* **MATERIAL FOR THIS TASK**
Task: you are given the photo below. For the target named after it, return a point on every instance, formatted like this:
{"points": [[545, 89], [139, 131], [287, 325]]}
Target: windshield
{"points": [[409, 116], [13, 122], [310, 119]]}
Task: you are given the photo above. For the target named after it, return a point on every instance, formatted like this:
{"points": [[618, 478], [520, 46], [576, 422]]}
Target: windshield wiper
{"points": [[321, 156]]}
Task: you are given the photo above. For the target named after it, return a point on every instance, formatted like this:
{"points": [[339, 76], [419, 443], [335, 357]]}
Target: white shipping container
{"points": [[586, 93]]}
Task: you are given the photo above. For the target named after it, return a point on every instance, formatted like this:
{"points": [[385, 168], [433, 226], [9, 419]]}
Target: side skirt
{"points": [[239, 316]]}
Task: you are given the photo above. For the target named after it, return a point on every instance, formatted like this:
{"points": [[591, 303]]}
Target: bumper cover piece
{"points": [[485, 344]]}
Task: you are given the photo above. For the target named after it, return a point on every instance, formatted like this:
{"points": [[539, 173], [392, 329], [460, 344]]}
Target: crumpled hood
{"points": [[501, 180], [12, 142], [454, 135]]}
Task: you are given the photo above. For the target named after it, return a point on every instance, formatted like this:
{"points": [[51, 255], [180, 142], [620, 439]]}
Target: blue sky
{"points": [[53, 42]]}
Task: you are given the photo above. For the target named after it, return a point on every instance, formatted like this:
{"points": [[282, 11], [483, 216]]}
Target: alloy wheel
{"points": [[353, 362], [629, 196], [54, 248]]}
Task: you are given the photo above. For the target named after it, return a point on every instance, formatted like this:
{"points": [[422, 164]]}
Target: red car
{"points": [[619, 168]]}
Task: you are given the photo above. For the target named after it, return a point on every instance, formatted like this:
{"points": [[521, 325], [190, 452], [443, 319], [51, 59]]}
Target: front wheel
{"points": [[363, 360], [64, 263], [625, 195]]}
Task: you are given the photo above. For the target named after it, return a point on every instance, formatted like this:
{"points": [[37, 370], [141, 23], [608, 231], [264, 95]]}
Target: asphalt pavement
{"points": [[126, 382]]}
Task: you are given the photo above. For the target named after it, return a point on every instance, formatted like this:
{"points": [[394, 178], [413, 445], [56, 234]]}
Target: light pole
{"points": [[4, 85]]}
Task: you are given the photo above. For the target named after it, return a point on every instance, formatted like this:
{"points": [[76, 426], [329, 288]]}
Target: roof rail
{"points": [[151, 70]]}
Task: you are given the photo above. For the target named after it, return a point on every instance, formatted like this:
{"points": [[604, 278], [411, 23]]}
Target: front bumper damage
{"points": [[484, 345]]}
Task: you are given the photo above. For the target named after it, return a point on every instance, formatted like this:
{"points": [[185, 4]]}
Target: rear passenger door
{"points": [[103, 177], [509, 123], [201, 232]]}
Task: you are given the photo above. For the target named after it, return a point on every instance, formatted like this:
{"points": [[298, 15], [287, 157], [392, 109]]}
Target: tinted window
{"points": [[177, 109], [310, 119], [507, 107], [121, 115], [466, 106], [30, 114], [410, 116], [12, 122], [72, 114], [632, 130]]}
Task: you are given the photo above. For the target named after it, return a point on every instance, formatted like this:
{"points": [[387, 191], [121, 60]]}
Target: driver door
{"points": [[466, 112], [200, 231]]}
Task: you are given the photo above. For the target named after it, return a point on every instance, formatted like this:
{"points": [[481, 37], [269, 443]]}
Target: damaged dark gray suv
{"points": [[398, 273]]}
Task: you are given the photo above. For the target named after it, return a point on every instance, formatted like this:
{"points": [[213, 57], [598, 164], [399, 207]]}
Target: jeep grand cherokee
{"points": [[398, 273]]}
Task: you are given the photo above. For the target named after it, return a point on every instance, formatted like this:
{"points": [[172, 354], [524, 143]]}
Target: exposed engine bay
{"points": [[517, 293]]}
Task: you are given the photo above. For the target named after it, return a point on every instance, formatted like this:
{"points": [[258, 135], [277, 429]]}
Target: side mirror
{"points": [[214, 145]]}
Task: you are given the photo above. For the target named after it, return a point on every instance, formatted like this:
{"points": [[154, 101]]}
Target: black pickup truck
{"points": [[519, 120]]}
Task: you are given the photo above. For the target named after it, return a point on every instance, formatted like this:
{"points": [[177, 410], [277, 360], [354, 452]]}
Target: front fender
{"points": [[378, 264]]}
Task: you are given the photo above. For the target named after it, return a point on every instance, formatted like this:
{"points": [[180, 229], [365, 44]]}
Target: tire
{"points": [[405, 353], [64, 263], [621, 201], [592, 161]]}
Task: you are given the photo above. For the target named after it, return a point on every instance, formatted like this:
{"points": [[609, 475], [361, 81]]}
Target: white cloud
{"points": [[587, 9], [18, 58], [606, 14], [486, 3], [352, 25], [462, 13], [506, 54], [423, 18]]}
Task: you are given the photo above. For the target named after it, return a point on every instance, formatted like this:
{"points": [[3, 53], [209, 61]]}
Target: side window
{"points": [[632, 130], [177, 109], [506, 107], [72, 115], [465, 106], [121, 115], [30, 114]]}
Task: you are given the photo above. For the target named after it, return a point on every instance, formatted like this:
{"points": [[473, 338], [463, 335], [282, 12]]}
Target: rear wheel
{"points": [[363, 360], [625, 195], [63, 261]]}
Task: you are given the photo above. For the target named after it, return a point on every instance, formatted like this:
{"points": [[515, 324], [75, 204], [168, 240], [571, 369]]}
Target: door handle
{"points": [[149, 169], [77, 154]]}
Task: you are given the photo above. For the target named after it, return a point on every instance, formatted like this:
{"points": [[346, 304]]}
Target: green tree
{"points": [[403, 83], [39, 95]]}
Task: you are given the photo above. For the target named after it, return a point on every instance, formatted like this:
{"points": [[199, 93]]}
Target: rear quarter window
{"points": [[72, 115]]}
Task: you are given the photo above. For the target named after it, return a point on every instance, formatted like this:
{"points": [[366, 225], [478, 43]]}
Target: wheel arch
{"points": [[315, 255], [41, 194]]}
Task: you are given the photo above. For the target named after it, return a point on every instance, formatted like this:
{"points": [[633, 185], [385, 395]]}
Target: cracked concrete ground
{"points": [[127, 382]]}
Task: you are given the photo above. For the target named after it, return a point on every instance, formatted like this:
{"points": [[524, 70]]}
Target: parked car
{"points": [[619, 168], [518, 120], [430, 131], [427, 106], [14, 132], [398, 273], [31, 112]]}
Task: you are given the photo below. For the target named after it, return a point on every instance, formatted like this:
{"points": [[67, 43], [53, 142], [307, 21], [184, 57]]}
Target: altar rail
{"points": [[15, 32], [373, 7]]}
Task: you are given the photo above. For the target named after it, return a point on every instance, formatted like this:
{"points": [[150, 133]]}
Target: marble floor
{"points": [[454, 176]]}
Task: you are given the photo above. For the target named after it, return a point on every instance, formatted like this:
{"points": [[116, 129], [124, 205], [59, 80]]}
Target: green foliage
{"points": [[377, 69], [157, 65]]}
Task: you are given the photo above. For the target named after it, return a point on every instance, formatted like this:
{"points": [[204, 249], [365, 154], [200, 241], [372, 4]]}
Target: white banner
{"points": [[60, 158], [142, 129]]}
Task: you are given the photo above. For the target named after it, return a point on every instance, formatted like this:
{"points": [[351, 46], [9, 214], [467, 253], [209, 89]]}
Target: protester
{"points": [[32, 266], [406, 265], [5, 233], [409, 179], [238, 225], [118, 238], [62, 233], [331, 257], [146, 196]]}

* **WHAT NEEDS TO BE DONE**
Copy every line of the data above exactly.

* **TASK RESPONSE**
Task: you are given the photo below. For the target named after it, return a point on every instance, formatted like this:
{"points": [[545, 89], [139, 131], [287, 325]]}
Target: windshield
{"points": [[409, 116], [13, 122], [310, 119]]}
Task: you are given the photo above. For the target named after it, return a point on every instance, formatted like this:
{"points": [[618, 478], [520, 46], [576, 422]]}
Target: windshield wiper
{"points": [[321, 156]]}
Task: you are given the photo above. For the target named after it, return a point on every instance, formatted like this:
{"points": [[339, 76], [419, 443], [335, 357]]}
Target: white shipping container
{"points": [[586, 93]]}
Task: you are given the photo above. For the target named after it, return a point on every instance, formatted like this:
{"points": [[385, 168], [433, 226], [9, 419]]}
Target: side skirt
{"points": [[239, 316]]}
Task: you are given the photo above. For the target named after it, return a point on every instance, formatted like this:
{"points": [[591, 303]]}
Target: bumper cover piece
{"points": [[485, 344]]}
Task: you are given the photo above. For the target named after it, return a point on every instance, formatted like this:
{"points": [[539, 173], [392, 329], [460, 344]]}
Target: crumpled hood
{"points": [[501, 180], [12, 142], [454, 135]]}
Task: you are given the photo above. For the target named after it, return a point on every instance, formatted like this:
{"points": [[51, 255], [180, 142], [620, 439]]}
Target: blue sky
{"points": [[53, 42]]}
Task: you are given the photo above. For the target named after it, return a point on every instance, formatted like this:
{"points": [[282, 11], [483, 216]]}
Target: alloy wheel
{"points": [[353, 362], [629, 196], [54, 248]]}
Task: you are given the photo above. For the target named after it, return a point on every instance, formatted like this:
{"points": [[422, 164]]}
Target: red car
{"points": [[619, 168]]}
Task: you are given the photo above. For the target named after it, return a point on every instance, formatted like this:
{"points": [[521, 325], [190, 452], [443, 319], [51, 59]]}
Target: front wheel
{"points": [[363, 360], [64, 263], [625, 195]]}
Task: you are given the photo above. For the target named after it, return a point on every instance, formatted like this:
{"points": [[37, 370], [141, 23], [608, 231], [264, 95]]}
Target: asphalt pavement
{"points": [[126, 382]]}
Task: you are given the photo above. For the target named after it, return a point on every instance, formatted like this:
{"points": [[394, 178], [413, 445], [56, 234]]}
Target: light pole
{"points": [[4, 85]]}
Task: you are given the photo above. For the target named after it, return a point on every instance, formatted like this:
{"points": [[76, 426], [329, 288]]}
Target: roof rail
{"points": [[151, 70]]}
Task: you are given the photo above. For the target named after it, return a point on every instance, formatted like this:
{"points": [[604, 278], [411, 23]]}
Target: front bumper damage
{"points": [[484, 345]]}
Task: you are given the photo above. For the target named after it, return a point on every instance, formatted like this:
{"points": [[185, 4]]}
Target: rear passenger door
{"points": [[103, 177], [509, 123], [201, 232]]}
Task: you are given the photo above. For the target named after it, return a point on every instance, formatted like this:
{"points": [[298, 15], [287, 157], [392, 109]]}
Target: tinted window
{"points": [[177, 109], [310, 119], [507, 107], [121, 115], [466, 106], [30, 114], [410, 116], [12, 122], [72, 114], [632, 130]]}
Task: you are given the photo above. For the target named after it, return a point on every instance, formatted like this:
{"points": [[387, 191], [121, 60]]}
Target: driver door
{"points": [[466, 112], [200, 231]]}
Task: you are given the photo above. For the target named after it, return a point on every instance, formatted like this:
{"points": [[481, 37], [269, 443]]}
Target: damaged dark gray suv
{"points": [[398, 273]]}
Task: you are given the photo above. For the target named after it, return a point on every instance, formatted like this:
{"points": [[213, 57], [598, 164], [399, 207]]}
Target: jeep grand cherokee
{"points": [[398, 273]]}
Task: you are given the photo above. For the target named after it, return a point on every instance, formatted like this:
{"points": [[172, 354], [524, 143]]}
Target: exposed engine bay
{"points": [[517, 293]]}
Task: you are given the photo above. For the target named after it, return a point on every instance, formatted like this:
{"points": [[258, 135], [277, 429]]}
Target: side mirror
{"points": [[214, 145]]}
Task: you are given the photo above. For the target named after it, return a point on every instance, formatted like this:
{"points": [[154, 101]]}
Target: black pickup truck
{"points": [[519, 120]]}
Task: you are given the photo above. For the target named after it, return a point on every instance, formatted like this:
{"points": [[177, 410], [277, 360], [354, 452]]}
Target: front fender
{"points": [[378, 264]]}
Task: you are given the photo above. For the target named after it, return a point on every instance, formatted like this:
{"points": [[180, 229], [365, 44]]}
Target: tire
{"points": [[405, 353], [64, 263], [621, 201], [592, 161]]}
Task: you are given the photo above. For the target named after it, return a point on every instance, formatted like this:
{"points": [[609, 475], [361, 81]]}
Target: white cloud
{"points": [[587, 9], [18, 58], [606, 14], [486, 3], [352, 25], [462, 13], [506, 54], [423, 18]]}
Task: you are given the photo above. For the target named after it, return a point on every instance, formatted like this:
{"points": [[3, 53], [209, 61]]}
Target: side window
{"points": [[632, 130], [177, 109], [506, 107], [72, 115], [465, 106], [121, 115], [30, 114]]}
Task: you are given the photo above. For the target named after it, return a point on every instance, formatted like this:
{"points": [[473, 338], [463, 335], [282, 12]]}
Target: rear wheel
{"points": [[363, 360], [625, 195], [63, 261]]}
Task: you are given the photo above. For the target named after it, return a point on every instance, formatted like this:
{"points": [[515, 324], [75, 204], [168, 240], [571, 369]]}
Target: door handle
{"points": [[149, 169], [77, 154]]}
Task: you are given the photo above. For the target named after it, return a point on every instance, formatted like this:
{"points": [[346, 304]]}
Target: green tree
{"points": [[403, 83], [39, 95]]}
Task: you are given the photo above. For the target named after it, return a point on every instance, formatted like this:
{"points": [[199, 93]]}
Target: rear quarter window
{"points": [[72, 115]]}
Task: you are given the photo above. For the target named after it, return a point on every instance, formatted like this:
{"points": [[366, 225], [478, 43]]}
Target: wheel arch
{"points": [[315, 255], [41, 194]]}
Task: you are given the photo above. For the target named after it, return a point on every instance, formatted like this:
{"points": [[633, 185], [385, 395]]}
Target: cracked concrete ground
{"points": [[127, 382]]}
Task: you are given the photo above. For the target named after it, return a point on every instance, formatted like this:
{"points": [[524, 70]]}
Target: parked car
{"points": [[619, 168], [518, 120], [430, 131], [427, 106], [14, 132], [398, 273], [31, 112]]}
Task: you are given the photo below. For the target named after it, return a point on every instance, formatted like this:
{"points": [[67, 43], [53, 142], [307, 21], [184, 57]]}
Target: altar rail
{"points": [[15, 32], [373, 7]]}
Task: you are given the photo above. For the target named after it, return a point on every instance, formatted like this:
{"points": [[150, 133]]}
Target: marble floor
{"points": [[454, 176]]}
Task: you are given the photo above. For the target named after it, return a point on every instance, formatted like this:
{"points": [[116, 129], [124, 205], [59, 80]]}
Target: green foliage
{"points": [[377, 69], [157, 65]]}
Task: you are given the photo above. For the target named after it, return a point on every instance, formatted like this:
{"points": [[204, 249], [365, 154], [200, 241], [372, 4]]}
Target: white banner
{"points": [[60, 158], [142, 129]]}
Task: you are given the photo above. For the target named after it, return a point on every instance, formatted like this:
{"points": [[351, 46], [9, 214], [467, 253], [209, 89]]}
Target: protester
{"points": [[32, 266], [406, 265], [5, 233], [409, 179], [238, 225], [118, 238], [62, 233], [331, 257], [146, 196]]}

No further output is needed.